EXERCISE REQUIREMENTS: Could you render the lines below as a numbered list with blank lines left out, starting at the line that contains "Return one point per instance of the beige" and running up to and including the very last line?

:: INFORMATION PROVIDED ::

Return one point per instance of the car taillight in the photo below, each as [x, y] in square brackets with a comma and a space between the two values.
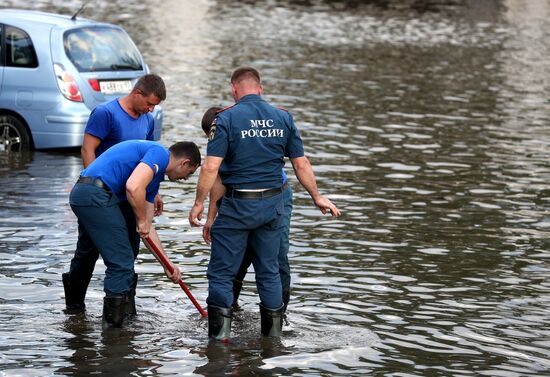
[66, 83]
[94, 83]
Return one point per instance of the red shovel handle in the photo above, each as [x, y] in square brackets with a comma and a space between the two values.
[166, 264]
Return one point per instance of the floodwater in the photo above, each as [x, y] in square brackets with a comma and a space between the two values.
[426, 123]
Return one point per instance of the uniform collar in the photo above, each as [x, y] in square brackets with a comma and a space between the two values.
[250, 98]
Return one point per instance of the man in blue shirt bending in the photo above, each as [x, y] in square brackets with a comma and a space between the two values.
[129, 171]
[125, 118]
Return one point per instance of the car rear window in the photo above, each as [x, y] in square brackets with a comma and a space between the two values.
[94, 49]
[19, 49]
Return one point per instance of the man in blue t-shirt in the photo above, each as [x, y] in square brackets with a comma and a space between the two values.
[121, 119]
[129, 171]
[247, 148]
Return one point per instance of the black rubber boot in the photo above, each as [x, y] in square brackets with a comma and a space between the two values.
[130, 304]
[219, 323]
[286, 299]
[272, 321]
[237, 286]
[75, 292]
[113, 310]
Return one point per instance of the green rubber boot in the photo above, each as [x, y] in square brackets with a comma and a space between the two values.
[272, 321]
[219, 323]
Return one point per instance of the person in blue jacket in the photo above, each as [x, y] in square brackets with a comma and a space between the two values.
[246, 147]
[128, 171]
[208, 120]
[124, 118]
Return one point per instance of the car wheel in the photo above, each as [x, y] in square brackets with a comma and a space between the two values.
[13, 134]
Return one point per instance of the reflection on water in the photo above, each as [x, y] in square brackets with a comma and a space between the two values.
[425, 122]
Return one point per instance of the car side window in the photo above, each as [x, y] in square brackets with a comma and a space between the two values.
[1, 36]
[19, 49]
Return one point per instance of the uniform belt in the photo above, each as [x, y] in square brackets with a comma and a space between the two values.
[238, 194]
[93, 181]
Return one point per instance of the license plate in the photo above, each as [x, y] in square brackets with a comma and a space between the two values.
[118, 86]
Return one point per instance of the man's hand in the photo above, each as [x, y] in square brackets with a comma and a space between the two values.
[206, 235]
[195, 216]
[326, 205]
[143, 228]
[159, 205]
[175, 276]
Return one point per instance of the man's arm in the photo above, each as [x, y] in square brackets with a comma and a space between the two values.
[87, 151]
[136, 186]
[153, 236]
[217, 191]
[207, 177]
[305, 175]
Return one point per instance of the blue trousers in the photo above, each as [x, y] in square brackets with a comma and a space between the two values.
[106, 226]
[284, 265]
[243, 222]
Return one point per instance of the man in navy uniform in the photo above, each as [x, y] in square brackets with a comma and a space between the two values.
[131, 170]
[208, 120]
[247, 147]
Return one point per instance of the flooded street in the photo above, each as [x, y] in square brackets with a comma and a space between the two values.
[427, 126]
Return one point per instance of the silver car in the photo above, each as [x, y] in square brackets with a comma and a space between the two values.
[54, 70]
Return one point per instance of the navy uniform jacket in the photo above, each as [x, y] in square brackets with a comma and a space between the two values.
[253, 137]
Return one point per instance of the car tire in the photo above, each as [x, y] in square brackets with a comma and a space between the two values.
[14, 136]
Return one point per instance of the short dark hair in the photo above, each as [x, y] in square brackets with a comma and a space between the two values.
[243, 73]
[186, 149]
[208, 118]
[151, 84]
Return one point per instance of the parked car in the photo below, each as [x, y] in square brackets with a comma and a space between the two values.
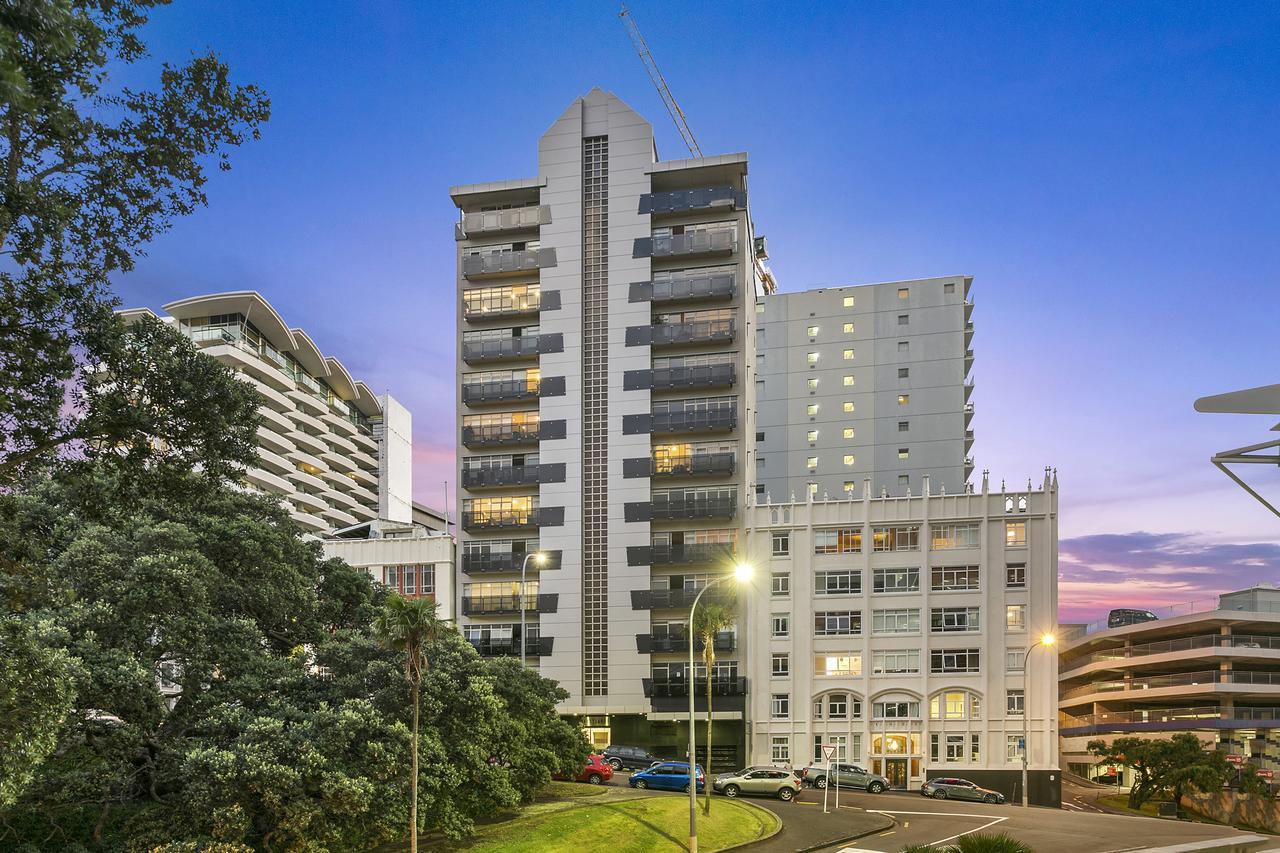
[629, 757]
[846, 776]
[595, 772]
[1128, 616]
[772, 781]
[951, 788]
[670, 775]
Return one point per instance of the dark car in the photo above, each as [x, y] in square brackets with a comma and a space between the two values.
[1127, 616]
[670, 775]
[951, 788]
[629, 757]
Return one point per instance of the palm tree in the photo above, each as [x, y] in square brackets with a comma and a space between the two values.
[709, 621]
[410, 626]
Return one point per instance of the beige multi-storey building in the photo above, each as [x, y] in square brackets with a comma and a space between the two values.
[336, 452]
[897, 629]
[607, 313]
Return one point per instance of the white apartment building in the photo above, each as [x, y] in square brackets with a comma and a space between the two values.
[864, 382]
[336, 452]
[896, 629]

:::

RESULT:
1. Return one point per instance of the beige multi-storey building in the photo above, each as [x, y] in square brackets with a comma and a space between the two values.
2. [336, 452]
3. [897, 629]
4. [607, 313]
5. Return one point per instance of the white apartment building in the photo above, each as [x, y] in square brackets with a comma and a space between the two values.
6. [864, 382]
7. [336, 452]
8. [896, 629]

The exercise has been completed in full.